┌────────

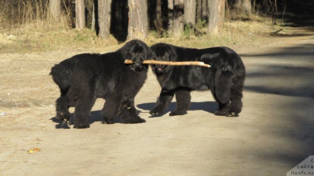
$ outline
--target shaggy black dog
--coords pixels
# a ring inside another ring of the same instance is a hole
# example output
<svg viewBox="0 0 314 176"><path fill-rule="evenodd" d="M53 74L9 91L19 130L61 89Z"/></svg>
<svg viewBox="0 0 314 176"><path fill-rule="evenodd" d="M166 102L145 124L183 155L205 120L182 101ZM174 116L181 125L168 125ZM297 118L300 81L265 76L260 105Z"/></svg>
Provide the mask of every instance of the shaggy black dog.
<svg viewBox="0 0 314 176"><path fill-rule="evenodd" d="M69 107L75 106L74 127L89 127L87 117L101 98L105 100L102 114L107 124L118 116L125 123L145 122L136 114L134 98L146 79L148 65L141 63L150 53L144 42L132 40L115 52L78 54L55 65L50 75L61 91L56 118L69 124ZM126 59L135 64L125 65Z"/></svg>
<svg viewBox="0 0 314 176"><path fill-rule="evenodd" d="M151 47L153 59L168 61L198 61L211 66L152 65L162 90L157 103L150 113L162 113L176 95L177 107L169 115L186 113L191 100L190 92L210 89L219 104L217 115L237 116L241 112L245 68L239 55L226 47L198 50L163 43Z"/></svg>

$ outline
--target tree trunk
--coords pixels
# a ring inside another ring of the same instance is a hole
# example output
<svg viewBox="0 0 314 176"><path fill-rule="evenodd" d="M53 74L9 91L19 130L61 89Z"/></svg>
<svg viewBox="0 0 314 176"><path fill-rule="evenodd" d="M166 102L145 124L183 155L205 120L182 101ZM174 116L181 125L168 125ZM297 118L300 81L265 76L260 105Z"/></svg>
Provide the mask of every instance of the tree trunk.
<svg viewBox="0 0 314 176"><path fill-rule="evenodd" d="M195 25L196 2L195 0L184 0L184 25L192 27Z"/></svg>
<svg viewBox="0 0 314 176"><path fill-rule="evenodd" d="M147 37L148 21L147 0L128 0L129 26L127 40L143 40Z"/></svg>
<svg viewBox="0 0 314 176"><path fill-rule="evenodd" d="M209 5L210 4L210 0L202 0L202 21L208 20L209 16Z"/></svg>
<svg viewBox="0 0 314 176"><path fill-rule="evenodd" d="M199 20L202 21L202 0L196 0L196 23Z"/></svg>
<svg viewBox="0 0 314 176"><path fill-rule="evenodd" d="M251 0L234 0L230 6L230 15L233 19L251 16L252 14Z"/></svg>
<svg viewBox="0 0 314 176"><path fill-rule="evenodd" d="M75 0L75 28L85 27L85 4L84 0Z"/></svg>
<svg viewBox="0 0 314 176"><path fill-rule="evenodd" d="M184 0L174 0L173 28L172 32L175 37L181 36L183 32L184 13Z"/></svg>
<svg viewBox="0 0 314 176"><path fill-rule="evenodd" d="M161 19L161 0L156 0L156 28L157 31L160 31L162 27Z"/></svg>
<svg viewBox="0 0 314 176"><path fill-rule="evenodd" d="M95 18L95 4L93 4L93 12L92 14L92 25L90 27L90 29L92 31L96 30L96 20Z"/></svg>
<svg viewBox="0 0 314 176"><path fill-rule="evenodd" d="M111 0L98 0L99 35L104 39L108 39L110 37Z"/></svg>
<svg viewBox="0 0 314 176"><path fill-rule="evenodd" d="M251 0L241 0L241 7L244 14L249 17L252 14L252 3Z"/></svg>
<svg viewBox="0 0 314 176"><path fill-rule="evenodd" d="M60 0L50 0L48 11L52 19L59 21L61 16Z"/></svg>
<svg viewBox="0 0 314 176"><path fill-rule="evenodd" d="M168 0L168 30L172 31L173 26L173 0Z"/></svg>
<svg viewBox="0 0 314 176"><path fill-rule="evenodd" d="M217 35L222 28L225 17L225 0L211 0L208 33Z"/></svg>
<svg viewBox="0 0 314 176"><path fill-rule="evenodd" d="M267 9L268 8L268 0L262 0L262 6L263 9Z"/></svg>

└────────
┌────────

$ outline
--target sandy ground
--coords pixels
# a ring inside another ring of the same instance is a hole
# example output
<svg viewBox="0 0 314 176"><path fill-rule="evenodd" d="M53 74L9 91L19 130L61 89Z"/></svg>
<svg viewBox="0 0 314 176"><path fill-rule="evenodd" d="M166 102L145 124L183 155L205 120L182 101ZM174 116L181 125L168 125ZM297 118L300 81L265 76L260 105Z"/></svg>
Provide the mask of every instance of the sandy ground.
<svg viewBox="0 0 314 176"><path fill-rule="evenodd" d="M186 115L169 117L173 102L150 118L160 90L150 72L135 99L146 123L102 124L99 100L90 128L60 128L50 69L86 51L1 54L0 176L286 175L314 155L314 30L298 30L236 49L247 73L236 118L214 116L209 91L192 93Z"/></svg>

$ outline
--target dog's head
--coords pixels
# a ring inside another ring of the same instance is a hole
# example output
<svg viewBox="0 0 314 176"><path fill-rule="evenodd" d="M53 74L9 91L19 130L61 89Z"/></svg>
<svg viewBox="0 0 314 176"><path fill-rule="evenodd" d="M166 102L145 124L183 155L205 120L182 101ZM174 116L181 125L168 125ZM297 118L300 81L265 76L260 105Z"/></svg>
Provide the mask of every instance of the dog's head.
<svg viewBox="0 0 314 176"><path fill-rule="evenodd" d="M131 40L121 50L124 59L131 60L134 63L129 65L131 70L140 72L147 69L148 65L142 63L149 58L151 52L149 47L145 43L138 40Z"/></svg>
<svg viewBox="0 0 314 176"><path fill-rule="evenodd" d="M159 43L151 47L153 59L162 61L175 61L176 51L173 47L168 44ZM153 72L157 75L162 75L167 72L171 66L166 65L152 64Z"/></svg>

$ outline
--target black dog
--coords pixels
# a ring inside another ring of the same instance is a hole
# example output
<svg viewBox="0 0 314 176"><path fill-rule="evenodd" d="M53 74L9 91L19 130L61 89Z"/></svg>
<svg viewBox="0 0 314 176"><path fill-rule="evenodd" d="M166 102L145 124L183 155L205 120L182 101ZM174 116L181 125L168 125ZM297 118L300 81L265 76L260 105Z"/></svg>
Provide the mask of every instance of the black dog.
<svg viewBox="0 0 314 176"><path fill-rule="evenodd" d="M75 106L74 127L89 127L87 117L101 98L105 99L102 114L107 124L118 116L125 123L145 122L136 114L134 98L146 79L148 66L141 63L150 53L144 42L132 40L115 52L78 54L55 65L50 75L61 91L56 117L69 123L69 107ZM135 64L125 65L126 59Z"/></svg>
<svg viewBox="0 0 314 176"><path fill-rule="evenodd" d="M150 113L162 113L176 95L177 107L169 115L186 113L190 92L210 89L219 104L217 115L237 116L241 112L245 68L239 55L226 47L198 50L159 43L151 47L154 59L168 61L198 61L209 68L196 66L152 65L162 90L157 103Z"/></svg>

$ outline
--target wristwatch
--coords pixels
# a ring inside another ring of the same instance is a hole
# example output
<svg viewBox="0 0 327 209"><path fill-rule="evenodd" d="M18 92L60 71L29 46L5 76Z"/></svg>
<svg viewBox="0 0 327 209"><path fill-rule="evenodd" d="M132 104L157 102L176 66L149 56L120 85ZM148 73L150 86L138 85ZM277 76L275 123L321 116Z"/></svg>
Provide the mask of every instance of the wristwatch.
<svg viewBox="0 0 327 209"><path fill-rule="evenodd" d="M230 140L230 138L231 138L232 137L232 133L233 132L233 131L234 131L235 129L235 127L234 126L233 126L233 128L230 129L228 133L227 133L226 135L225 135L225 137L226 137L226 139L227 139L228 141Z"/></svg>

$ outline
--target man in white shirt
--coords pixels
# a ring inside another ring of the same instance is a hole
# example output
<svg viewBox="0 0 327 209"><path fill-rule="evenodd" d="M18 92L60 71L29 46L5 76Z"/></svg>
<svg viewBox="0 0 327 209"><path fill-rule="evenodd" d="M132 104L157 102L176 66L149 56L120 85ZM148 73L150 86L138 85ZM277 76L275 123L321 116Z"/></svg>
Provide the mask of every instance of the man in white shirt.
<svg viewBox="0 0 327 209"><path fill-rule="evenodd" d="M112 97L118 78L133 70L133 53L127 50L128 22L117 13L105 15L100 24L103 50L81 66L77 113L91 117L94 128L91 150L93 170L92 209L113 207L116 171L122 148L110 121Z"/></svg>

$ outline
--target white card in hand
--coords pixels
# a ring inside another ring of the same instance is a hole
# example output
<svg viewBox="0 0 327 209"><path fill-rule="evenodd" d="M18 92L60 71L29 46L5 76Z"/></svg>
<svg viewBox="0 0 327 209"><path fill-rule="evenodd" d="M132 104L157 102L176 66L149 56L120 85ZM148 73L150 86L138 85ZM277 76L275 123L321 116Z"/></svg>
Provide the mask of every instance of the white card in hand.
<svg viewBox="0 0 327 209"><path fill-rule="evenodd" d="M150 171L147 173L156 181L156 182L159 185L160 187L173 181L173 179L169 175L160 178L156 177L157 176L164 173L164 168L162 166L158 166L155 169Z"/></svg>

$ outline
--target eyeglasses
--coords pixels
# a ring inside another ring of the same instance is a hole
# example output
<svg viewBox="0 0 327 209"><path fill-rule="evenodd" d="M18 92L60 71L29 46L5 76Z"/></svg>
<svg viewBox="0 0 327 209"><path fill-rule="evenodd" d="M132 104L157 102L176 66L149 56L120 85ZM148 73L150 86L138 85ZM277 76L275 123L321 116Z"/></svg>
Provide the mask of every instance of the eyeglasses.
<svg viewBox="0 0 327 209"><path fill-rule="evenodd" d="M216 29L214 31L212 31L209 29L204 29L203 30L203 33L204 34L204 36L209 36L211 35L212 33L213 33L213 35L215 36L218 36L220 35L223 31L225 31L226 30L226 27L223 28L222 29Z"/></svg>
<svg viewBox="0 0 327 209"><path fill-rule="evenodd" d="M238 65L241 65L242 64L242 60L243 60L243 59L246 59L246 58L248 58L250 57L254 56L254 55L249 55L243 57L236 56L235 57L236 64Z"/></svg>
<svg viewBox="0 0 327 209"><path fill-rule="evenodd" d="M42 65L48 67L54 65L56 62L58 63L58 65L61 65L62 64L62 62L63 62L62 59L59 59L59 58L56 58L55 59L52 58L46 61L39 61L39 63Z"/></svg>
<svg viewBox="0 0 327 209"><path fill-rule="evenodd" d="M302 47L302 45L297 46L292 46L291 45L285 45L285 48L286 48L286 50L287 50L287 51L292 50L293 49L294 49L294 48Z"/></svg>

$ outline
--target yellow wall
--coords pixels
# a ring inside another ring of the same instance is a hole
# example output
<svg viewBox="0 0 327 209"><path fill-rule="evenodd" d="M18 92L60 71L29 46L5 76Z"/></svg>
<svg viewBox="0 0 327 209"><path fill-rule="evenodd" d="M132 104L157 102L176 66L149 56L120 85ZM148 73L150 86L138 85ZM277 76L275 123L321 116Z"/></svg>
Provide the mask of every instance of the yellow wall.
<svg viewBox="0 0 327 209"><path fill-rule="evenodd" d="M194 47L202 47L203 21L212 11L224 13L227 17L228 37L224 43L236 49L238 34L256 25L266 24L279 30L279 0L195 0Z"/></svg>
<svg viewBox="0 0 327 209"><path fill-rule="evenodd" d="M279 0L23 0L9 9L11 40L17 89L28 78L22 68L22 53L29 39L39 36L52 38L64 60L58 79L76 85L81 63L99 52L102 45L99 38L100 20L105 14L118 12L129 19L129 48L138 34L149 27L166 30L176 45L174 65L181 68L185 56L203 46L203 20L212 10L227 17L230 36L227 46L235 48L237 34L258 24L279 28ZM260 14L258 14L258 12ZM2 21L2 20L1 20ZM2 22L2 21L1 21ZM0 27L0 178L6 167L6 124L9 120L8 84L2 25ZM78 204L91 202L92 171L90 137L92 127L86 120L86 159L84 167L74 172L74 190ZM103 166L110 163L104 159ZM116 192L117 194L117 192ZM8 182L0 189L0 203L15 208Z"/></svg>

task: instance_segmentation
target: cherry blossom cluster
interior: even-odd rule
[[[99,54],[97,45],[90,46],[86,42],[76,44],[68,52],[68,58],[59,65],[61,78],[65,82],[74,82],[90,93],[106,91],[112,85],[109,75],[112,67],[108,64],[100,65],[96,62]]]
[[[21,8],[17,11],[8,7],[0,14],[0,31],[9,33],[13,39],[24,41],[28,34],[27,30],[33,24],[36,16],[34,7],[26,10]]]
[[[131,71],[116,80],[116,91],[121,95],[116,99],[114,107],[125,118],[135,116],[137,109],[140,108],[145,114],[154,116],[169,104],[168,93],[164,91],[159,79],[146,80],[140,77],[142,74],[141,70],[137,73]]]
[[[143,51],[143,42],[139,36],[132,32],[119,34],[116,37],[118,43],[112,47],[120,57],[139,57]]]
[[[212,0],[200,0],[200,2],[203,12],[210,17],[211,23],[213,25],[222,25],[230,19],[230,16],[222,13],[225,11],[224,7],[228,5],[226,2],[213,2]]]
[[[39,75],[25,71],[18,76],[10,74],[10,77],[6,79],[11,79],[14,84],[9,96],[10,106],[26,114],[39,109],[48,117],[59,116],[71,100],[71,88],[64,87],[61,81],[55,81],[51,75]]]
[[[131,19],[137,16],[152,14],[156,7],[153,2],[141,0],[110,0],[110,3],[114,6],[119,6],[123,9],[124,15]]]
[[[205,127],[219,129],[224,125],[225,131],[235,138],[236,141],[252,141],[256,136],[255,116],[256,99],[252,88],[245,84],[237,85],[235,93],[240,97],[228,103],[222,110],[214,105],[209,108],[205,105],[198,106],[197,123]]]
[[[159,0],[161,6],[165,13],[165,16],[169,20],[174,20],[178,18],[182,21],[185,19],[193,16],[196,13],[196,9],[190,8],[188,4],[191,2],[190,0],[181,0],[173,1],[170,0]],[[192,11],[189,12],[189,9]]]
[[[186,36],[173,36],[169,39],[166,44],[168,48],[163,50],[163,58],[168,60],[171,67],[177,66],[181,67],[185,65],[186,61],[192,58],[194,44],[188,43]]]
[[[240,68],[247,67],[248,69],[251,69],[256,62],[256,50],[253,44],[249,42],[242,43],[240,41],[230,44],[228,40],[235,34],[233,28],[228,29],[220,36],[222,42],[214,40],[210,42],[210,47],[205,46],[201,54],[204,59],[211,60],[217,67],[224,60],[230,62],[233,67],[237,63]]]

└────────

Gather all lines of the data above that contain the word "every".

Result
Provide the mask of every instance of the shaggy black dog.
Provide the mask of every instance of the tree trunk.
Provide the mask of every instance of the sandy ground.
Provide the mask of every instance of the dog's head.
Provide the mask of every instance of the black dog.
Provide the mask of every instance of the wristwatch.
Provide the mask of every instance of the man in white shirt.
Provide the mask of every instance of the white card in hand.
Provide the mask of every instance of the eyeglasses.
Provide the mask of every instance of the yellow wall.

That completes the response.